- [Zur Aufgabe] Schreib den Text unten über das Interview zu Veganismus und linker Politik nach seinem letzten Satz weiter.

- [Der Text]
----

In ihrem Interview mit Kilian Dreißig auf vegpool.de gab die wertebasierte Hochschuldozentin weitere Einblicke in ihr „wokes Mindset“. Nachdem sie im kleinen Laden der Rosa-Luxemburg-Stiftung ein Buch mit dem Titel „Queere Tiere“ erstanden hatte, berichtete sie davon, wie sie in der Türkei medienwirksam Seifenblasen auf grimmige Polizisten gepustet habe. Nach einem Aufenthalt in türkischer Untersuchungshaft 2017 wurde sie dann konsequent vegan. Diese Entscheidung passte in ihr politisches Weltbild wie die Faust aufs (rechte!) Auge. Denn, so heißt es im Interview weiter, laut Dr. Aydurmus sei linke Politik „Wertepolitik ohne falsche Kompromisse“, und das gelte auch für Veganismus. „Veganismus ist links.“

Bei so viel Geschichtsvergessenheit und Vereinnahmungswillen kam der Interviewer nicht umhin, sich in ungewohnt klarer Form zu distanzieren. Er teilte dem Leser ganz offen seine spontanen Gedanken mit:

„Ich verspüre Unbehagen, möchte Veganismus unwillkürlich in Schutz nehmen vor politischen Labels. Braucht man für gute Aufklärungsarbeit nicht eine Sprache, die ankommt, frage ich. Ein wärmendes Bauchgefühl, damit es nicht so theoretisch, so weltfremd, so ‚links‘ wirkt?“

Richtig unwohl dürfte sich Dreißig dann gegen Ende des Gespräches gefühlt haben, als Dr. Aydurmus ein verbittertes Zukunftsszenario skizziert. Möglicherweise ende die Massentierhaltung nämlich erst, wenn die Preise für Wasser zu hoch seien.

----

- [Gezeigtes Material]
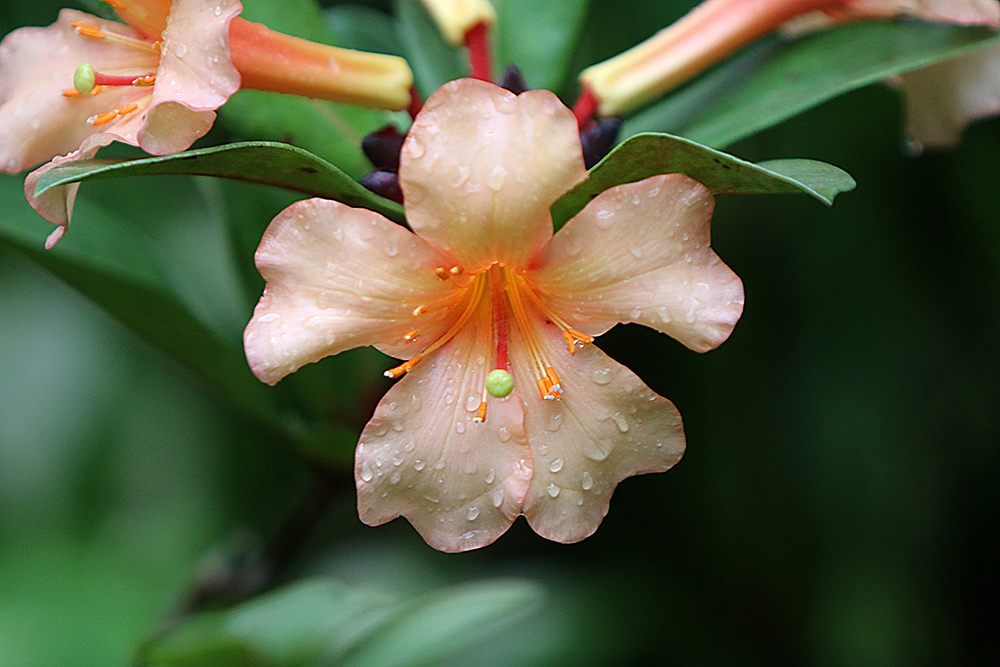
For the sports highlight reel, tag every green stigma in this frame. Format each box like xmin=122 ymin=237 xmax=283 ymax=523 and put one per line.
xmin=73 ymin=63 xmax=97 ymax=95
xmin=486 ymin=368 xmax=514 ymax=398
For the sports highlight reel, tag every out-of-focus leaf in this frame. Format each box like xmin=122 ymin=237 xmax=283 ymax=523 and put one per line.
xmin=324 ymin=5 xmax=405 ymax=56
xmin=0 ymin=177 xmax=278 ymax=425
xmin=35 ymin=141 xmax=404 ymax=223
xmin=340 ymin=581 xmax=543 ymax=667
xmin=219 ymin=0 xmax=397 ymax=177
xmin=551 ymin=134 xmax=856 ymax=227
xmin=143 ymin=580 xmax=541 ymax=667
xmin=393 ymin=0 xmax=469 ymax=99
xmin=491 ymin=0 xmax=590 ymax=91
xmin=623 ymin=21 xmax=1000 ymax=146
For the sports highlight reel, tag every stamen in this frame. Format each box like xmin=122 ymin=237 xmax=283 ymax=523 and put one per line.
xmin=87 ymin=102 xmax=139 ymax=127
xmin=69 ymin=19 xmax=161 ymax=55
xmin=385 ymin=275 xmax=486 ymax=380
xmin=383 ymin=354 xmax=424 ymax=380
xmin=472 ymin=398 xmax=486 ymax=424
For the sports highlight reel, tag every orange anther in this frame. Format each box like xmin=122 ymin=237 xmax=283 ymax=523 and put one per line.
xmin=472 ymin=401 xmax=486 ymax=424
xmin=384 ymin=354 xmax=423 ymax=380
xmin=563 ymin=329 xmax=594 ymax=354
xmin=69 ymin=20 xmax=104 ymax=39
xmin=87 ymin=111 xmax=118 ymax=126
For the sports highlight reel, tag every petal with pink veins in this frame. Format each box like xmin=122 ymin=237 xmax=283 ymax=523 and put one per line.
xmin=511 ymin=315 xmax=684 ymax=542
xmin=527 ymin=174 xmax=743 ymax=352
xmin=893 ymin=46 xmax=1000 ymax=148
xmin=399 ymin=79 xmax=587 ymax=271
xmin=354 ymin=299 xmax=532 ymax=551
xmin=0 ymin=9 xmax=157 ymax=172
xmin=138 ymin=0 xmax=243 ymax=155
xmin=243 ymin=199 xmax=462 ymax=384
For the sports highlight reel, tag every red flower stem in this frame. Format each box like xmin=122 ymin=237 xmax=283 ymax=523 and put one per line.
xmin=573 ymin=84 xmax=601 ymax=130
xmin=406 ymin=86 xmax=424 ymax=119
xmin=465 ymin=21 xmax=493 ymax=81
xmin=493 ymin=287 xmax=510 ymax=371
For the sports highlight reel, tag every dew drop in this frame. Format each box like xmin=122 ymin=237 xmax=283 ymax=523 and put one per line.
xmin=486 ymin=164 xmax=507 ymax=192
xmin=590 ymin=361 xmax=611 ymax=386
xmin=611 ymin=412 xmax=628 ymax=433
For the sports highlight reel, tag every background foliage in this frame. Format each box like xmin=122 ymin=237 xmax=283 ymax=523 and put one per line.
xmin=0 ymin=0 xmax=1000 ymax=667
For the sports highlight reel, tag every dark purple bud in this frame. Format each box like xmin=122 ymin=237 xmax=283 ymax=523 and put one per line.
xmin=361 ymin=125 xmax=405 ymax=172
xmin=360 ymin=169 xmax=403 ymax=204
xmin=500 ymin=64 xmax=531 ymax=95
xmin=580 ymin=116 xmax=622 ymax=169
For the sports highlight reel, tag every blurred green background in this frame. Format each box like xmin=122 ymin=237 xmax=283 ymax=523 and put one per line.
xmin=0 ymin=0 xmax=1000 ymax=667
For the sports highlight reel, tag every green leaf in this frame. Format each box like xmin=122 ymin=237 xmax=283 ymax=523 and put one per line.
xmin=324 ymin=5 xmax=405 ymax=57
xmin=225 ymin=0 xmax=405 ymax=177
xmin=393 ymin=0 xmax=469 ymax=99
xmin=551 ymin=134 xmax=856 ymax=227
xmin=142 ymin=580 xmax=541 ymax=667
xmin=491 ymin=0 xmax=590 ymax=91
xmin=35 ymin=141 xmax=405 ymax=223
xmin=0 ymin=176 xmax=279 ymax=427
xmin=623 ymin=21 xmax=1000 ymax=146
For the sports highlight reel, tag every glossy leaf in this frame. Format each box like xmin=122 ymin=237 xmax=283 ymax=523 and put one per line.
xmin=35 ymin=141 xmax=404 ymax=223
xmin=491 ymin=0 xmax=590 ymax=92
xmin=551 ymin=134 xmax=855 ymax=226
xmin=623 ymin=21 xmax=1000 ymax=146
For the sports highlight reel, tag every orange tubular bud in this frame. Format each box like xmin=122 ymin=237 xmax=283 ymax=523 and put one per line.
xmin=423 ymin=0 xmax=497 ymax=46
xmin=580 ymin=0 xmax=843 ymax=116
xmin=229 ymin=17 xmax=413 ymax=111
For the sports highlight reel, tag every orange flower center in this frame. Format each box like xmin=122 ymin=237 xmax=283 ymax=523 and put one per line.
xmin=385 ymin=264 xmax=594 ymax=423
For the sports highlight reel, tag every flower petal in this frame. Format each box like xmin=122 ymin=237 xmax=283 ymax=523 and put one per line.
xmin=399 ymin=79 xmax=587 ymax=271
xmin=511 ymin=315 xmax=684 ymax=542
xmin=243 ymin=199 xmax=462 ymax=384
xmin=0 ymin=9 xmax=157 ymax=172
xmin=354 ymin=299 xmax=532 ymax=551
xmin=138 ymin=0 xmax=243 ymax=155
xmin=893 ymin=46 xmax=1000 ymax=148
xmin=527 ymin=174 xmax=743 ymax=352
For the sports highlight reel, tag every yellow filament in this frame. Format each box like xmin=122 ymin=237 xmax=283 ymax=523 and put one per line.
xmin=385 ymin=274 xmax=486 ymax=379
xmin=70 ymin=20 xmax=160 ymax=55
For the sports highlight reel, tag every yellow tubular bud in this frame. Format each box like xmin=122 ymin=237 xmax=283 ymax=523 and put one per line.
xmin=422 ymin=0 xmax=497 ymax=46
xmin=580 ymin=0 xmax=835 ymax=116
xmin=229 ymin=17 xmax=413 ymax=111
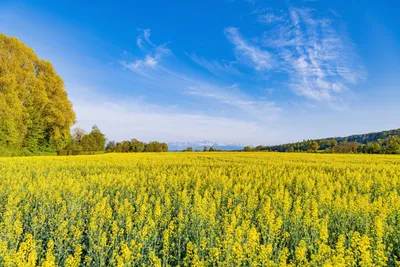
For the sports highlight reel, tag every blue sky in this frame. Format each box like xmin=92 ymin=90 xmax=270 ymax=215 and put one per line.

----

- [Antwort zur Aufgabe]
Da dürften ihr gewisse Kreise durchaus in die Karten spielen. Denn ginge es nach dem World Economic Forum, sollte die Verwendung von Wasser — angeblich wegen der „Nachhaltigkeit“ — auf globaler Ebene kontrolliert werden. Ulrik Gernow, Group Executive Vice President des dänischen Konzerns Grundfos, forderte als Podiumsteilnehmer deshalb auf, etwas zu tun, um dieses Ziel zu erreichen:

„Haben Sie Ihre Abhängigkeit vom Wasser erkannt? (…) Wir brauchen eine globale Koalition, um globale Standards zu schaffen (...), so wie wir es beim Klima getan haben.“

In vielen Ländern dieser Erde sind die Preise für Wasser — weniger für die Massentierhaltung als vielmehr für die einheimische Bevölkerung — viel zu hoch. Dies betrifft unter anderem die Ukraine. Denn das Wasser aus den Leitungen ist im ganzen Land selbst zum Duschen gesundheitlich bedenklich und zum Trinken, Spülen, Kochen oder Zähneputzen absolut unbrauchbar. 1,5 Liter des begehrten Trinkwassers kosten dort mittlerweile circa 45 Cent. Das bedeutet für eine normale Familie bei 12 Litern Durchschnittsverbrauch am Tag 108 Euro pro Monat. Dies ist viel zu viel, denn das Monatseinkommen in der Ukraine beträgt im Durchschnitt nur circa 500 Euro.

Eine weitere Verteuerung, ja eigentlich bereits jede Privatisierung von Trinkwasser irgendwo auf der Welt ist absolut menschenrechtswidrig. Aber dies wird von extremen Veganisten in der sogenannten Bewegungslinken achselzuckend hingenommen, da es in ihrer Überzeugung ja dem Ziel einer massentierhaltungsfreien Welt dienlich sein könnte.

Hieran wird das immer wiederkehrende Dilemma ersichtlich.

Durch eine radikalisierte Verfolgung von Partikularinteressen werden gemeinsame Kämpfe für eine bessere Zukunft in Freiheit, Frieden und allgemeinem Wohlstand immer schwieriger und schließlich ganz unmöglich.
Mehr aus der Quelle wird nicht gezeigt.